Format the rows below as a numbered list, leaving out blank lines and covering only the lines from the one containing "Exercise. Mark every instance of the chrome" down to the one containing "[(567, 269), (283, 340)]", both included.

→ Excerpts of location labeling data:

+===+

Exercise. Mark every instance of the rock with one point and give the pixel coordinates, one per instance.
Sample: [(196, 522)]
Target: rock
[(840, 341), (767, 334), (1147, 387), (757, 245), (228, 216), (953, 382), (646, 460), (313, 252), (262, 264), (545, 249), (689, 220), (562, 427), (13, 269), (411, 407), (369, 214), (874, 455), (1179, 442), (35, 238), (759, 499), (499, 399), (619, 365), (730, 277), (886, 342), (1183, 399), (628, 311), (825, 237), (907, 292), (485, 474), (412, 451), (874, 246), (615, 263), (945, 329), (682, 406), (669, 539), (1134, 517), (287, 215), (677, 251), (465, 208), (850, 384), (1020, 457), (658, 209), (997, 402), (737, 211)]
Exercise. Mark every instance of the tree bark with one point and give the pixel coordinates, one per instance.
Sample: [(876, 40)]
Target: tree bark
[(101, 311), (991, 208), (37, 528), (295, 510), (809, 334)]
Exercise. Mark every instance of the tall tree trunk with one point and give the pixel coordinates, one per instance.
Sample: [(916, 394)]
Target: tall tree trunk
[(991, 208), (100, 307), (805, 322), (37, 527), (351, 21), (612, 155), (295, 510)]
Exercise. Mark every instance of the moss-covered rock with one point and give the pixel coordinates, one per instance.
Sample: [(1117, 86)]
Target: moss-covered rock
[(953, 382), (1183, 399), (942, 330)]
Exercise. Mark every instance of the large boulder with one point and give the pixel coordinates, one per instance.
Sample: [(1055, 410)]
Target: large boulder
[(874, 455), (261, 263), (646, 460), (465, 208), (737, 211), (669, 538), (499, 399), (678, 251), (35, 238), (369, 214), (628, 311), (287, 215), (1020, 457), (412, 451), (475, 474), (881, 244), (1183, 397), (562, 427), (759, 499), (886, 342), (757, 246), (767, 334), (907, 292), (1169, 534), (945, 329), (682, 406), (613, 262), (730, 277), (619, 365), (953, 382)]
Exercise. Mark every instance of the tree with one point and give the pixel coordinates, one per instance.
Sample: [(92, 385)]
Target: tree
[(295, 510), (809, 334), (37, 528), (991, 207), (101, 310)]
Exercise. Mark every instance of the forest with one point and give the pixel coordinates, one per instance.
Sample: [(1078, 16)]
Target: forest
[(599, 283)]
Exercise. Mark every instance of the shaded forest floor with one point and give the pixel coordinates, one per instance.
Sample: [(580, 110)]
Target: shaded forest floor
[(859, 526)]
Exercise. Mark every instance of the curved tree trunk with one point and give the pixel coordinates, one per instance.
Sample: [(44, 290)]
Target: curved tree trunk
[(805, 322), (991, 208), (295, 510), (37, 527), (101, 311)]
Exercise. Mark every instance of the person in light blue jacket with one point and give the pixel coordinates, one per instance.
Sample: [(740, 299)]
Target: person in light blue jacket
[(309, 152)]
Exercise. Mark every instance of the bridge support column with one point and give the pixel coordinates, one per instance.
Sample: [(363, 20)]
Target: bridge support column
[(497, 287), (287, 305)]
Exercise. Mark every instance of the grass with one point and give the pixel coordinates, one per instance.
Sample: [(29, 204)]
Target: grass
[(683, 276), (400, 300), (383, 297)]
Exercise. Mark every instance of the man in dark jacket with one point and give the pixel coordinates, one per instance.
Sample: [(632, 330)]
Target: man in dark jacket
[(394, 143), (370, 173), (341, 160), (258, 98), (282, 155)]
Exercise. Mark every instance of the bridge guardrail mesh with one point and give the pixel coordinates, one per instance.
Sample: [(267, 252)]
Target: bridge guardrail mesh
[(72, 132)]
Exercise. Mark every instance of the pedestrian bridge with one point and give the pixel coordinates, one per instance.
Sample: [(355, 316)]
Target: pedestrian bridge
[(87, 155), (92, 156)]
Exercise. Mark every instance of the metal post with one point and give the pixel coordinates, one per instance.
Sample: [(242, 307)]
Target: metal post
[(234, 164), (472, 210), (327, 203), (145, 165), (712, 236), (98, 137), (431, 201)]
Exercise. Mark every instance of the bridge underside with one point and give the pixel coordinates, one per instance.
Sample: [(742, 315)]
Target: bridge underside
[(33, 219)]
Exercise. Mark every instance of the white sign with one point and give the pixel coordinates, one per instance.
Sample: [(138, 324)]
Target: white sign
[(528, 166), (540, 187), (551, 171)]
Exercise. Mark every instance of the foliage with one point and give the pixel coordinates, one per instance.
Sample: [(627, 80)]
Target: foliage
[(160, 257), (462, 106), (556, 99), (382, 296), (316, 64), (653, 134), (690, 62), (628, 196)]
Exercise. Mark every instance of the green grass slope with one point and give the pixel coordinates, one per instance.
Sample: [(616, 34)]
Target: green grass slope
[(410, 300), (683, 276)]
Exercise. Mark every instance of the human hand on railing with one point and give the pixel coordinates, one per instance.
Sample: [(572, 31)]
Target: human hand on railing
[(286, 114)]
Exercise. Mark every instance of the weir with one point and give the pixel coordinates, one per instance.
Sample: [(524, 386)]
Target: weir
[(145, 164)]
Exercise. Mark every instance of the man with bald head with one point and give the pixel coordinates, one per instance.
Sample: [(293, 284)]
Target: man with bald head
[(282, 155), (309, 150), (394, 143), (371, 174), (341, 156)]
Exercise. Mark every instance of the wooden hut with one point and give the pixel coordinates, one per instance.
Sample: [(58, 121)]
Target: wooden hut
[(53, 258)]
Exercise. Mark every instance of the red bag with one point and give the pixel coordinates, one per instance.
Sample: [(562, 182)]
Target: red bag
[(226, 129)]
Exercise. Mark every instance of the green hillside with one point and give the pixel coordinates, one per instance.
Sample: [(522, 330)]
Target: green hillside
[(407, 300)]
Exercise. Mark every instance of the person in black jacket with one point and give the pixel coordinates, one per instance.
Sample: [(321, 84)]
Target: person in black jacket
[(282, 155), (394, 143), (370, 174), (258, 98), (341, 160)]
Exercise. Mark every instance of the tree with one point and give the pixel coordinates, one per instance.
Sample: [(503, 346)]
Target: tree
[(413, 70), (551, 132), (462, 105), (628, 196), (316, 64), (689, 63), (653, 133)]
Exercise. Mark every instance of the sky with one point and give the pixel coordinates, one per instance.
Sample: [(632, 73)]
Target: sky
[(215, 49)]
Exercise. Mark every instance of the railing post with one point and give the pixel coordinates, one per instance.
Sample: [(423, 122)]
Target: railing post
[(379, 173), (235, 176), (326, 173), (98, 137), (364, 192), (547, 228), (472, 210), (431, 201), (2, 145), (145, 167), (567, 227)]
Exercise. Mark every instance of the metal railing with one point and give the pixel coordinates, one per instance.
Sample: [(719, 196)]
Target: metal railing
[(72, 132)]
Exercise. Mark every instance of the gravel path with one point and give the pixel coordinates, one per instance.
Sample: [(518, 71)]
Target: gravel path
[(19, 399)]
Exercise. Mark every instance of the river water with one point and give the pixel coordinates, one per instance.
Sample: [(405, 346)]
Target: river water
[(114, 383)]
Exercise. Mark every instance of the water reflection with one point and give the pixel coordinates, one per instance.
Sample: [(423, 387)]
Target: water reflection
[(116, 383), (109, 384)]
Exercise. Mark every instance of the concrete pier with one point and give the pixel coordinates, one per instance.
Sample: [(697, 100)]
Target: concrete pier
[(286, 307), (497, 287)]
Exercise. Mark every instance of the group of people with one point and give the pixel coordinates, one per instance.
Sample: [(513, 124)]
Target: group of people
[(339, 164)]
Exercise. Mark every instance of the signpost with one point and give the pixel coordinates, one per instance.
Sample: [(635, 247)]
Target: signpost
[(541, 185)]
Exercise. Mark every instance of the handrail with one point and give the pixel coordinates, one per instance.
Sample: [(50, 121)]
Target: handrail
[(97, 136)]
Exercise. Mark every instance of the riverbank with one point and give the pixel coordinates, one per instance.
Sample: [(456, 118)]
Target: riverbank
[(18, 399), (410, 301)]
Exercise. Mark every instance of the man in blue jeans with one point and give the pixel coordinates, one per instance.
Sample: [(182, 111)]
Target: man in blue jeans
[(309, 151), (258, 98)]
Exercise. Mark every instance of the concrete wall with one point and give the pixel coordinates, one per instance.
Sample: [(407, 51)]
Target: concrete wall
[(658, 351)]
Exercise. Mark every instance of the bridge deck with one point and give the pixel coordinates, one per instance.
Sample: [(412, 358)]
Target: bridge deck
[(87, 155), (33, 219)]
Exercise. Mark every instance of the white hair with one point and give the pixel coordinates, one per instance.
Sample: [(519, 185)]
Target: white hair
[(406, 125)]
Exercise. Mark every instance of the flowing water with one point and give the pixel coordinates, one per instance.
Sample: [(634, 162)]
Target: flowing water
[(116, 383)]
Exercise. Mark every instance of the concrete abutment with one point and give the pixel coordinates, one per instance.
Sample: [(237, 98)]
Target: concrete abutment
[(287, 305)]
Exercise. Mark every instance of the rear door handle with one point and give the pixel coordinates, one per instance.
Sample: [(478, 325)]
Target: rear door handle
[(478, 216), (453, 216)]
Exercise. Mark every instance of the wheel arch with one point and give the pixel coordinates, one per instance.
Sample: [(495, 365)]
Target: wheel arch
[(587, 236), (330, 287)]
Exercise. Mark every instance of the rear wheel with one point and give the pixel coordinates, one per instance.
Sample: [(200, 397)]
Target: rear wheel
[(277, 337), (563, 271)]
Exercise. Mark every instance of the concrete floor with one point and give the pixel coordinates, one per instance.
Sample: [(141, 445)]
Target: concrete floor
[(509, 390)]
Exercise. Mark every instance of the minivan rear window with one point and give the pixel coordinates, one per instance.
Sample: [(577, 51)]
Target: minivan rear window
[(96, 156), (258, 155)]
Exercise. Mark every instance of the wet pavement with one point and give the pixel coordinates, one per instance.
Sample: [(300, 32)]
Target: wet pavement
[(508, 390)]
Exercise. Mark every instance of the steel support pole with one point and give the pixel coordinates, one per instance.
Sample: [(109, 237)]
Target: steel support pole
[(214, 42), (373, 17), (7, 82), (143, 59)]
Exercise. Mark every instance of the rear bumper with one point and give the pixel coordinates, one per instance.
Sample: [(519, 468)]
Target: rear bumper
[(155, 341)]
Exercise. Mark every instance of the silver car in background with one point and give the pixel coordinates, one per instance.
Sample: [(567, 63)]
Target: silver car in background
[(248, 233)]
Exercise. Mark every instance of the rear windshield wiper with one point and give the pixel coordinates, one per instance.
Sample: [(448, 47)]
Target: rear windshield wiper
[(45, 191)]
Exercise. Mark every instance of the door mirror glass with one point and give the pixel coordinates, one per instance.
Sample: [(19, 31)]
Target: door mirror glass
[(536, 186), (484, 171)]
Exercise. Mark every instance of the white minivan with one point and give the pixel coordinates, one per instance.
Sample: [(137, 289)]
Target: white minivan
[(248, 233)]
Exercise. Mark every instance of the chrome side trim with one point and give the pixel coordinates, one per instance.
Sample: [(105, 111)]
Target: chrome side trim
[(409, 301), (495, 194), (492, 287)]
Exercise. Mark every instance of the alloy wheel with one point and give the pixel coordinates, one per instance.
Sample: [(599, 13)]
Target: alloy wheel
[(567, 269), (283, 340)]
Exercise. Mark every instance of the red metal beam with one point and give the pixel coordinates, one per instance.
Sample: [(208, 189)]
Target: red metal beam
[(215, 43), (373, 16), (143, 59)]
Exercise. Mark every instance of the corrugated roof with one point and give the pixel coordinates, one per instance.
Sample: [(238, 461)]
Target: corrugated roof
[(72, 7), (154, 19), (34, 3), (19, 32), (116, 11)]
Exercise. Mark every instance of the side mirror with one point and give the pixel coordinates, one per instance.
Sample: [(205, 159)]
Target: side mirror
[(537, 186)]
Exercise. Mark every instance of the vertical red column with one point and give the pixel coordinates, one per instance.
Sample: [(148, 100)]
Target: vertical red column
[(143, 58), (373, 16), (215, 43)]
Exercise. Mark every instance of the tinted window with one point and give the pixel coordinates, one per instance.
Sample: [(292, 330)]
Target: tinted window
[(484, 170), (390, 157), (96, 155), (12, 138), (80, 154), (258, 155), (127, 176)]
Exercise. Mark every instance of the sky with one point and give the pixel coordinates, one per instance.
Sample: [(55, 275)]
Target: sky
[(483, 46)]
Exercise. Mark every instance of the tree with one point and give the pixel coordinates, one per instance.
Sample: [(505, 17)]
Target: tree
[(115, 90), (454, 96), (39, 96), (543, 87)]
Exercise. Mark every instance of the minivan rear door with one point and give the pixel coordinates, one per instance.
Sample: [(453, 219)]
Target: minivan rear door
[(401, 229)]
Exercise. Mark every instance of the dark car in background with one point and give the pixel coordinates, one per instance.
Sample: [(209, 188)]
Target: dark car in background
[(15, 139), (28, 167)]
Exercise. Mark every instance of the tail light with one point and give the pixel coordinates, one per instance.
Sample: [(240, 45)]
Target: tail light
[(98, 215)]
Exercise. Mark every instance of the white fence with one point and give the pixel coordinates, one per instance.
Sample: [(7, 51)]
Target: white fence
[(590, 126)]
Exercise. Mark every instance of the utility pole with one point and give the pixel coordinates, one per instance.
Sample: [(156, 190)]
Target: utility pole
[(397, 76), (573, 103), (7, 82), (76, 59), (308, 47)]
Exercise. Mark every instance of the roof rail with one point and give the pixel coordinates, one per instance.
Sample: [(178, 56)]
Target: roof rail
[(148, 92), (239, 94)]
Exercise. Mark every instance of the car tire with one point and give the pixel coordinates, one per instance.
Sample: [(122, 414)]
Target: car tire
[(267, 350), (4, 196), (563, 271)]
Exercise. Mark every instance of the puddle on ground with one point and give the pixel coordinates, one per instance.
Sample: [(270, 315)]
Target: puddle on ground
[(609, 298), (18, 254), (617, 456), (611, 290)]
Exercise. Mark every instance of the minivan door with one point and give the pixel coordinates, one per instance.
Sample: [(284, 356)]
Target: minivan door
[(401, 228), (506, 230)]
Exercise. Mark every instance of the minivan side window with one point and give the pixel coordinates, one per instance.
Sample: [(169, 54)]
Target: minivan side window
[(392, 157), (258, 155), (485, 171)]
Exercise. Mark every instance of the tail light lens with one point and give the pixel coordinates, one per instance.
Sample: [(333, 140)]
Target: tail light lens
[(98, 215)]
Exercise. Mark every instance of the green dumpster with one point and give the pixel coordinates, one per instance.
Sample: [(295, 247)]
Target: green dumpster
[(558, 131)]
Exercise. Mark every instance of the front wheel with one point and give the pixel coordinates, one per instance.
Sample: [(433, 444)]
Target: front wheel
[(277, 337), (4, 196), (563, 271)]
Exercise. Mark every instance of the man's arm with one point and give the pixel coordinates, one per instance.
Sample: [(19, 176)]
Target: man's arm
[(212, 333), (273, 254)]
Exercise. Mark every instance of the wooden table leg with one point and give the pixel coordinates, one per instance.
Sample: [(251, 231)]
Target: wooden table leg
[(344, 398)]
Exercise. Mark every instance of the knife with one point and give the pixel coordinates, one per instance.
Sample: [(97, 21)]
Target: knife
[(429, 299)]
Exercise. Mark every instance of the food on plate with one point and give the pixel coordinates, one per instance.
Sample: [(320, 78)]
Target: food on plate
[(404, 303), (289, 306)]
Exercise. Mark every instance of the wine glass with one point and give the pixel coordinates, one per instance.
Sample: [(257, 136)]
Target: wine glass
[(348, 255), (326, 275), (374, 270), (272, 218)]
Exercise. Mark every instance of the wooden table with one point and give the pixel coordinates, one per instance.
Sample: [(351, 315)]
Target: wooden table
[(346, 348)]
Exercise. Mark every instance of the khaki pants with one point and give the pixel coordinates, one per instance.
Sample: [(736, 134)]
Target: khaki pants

+===+

→ Expected answer:
1. Exercise. Mark every instance of the chrome side trim with one point and give the pixel coordinates, one per instance.
2. Sample: [(105, 111)]
3. Target: chrome side trim
4. [(409, 301), (495, 194), (492, 287)]
5. Exercise. Mark every instance of the alloy wheel with one point and give the pixel coordinates, one per instance.
6. Sample: [(599, 13)]
7. Target: alloy wheel
8. [(567, 269), (283, 340)]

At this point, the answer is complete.